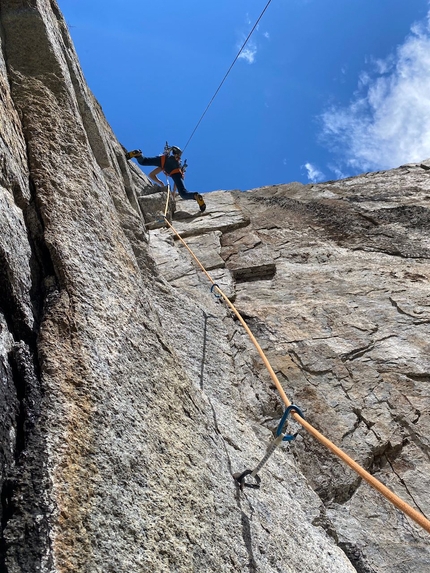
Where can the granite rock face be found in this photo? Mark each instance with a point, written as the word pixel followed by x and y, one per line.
pixel 130 394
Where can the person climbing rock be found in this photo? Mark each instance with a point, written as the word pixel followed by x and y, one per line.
pixel 170 163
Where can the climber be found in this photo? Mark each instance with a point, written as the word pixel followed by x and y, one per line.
pixel 170 163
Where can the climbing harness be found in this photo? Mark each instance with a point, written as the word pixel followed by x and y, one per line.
pixel 415 515
pixel 280 437
pixel 228 71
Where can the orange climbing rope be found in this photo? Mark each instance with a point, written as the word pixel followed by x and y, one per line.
pixel 376 484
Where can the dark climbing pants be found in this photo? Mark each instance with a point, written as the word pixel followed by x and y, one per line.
pixel 177 178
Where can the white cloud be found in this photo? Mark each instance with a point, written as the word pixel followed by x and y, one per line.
pixel 388 121
pixel 249 52
pixel 313 173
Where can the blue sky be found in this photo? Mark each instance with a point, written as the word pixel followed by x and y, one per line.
pixel 325 88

^^^^^^^^

With the pictures dropped, write out all of the entries word for word.

__Response to this exercise__.
Where can the granite rock face be found in this photo? Mark each instance with a point, written as the word pixel followed by x and y, one per line.
pixel 130 394
Where can the person climbing rock be found in this photo? Mark each instance with a point, written as the word pixel followed by x and y, one per line.
pixel 170 163
Where can the climber be found in this photo? Mark each instance with a point, written as the word pixel followed by x and y, one per line.
pixel 170 163
Where can the climbing harness be found in this photo? Mark each instance with a point, written as the word pixel followed by x and y, one per line.
pixel 415 515
pixel 280 437
pixel 228 71
Where can the orange climbing rope be found in this photo? Mark each instance with a point, written as the word pixel followed by x and y, one per line.
pixel 376 484
Where can the dark climbing pants be found in this photo? Mark each instance with a point, written as the word pixel followed by x and y, one per line.
pixel 177 178
Where can the white cloud be found in this photo? Mark each instance with a point, written as the word pixel followed by x and y, one per line.
pixel 388 121
pixel 249 52
pixel 313 173
Where can the blue sky be found in this photo? Mark each instance with a point, written as the word pixel followed by x and y, one per line.
pixel 325 88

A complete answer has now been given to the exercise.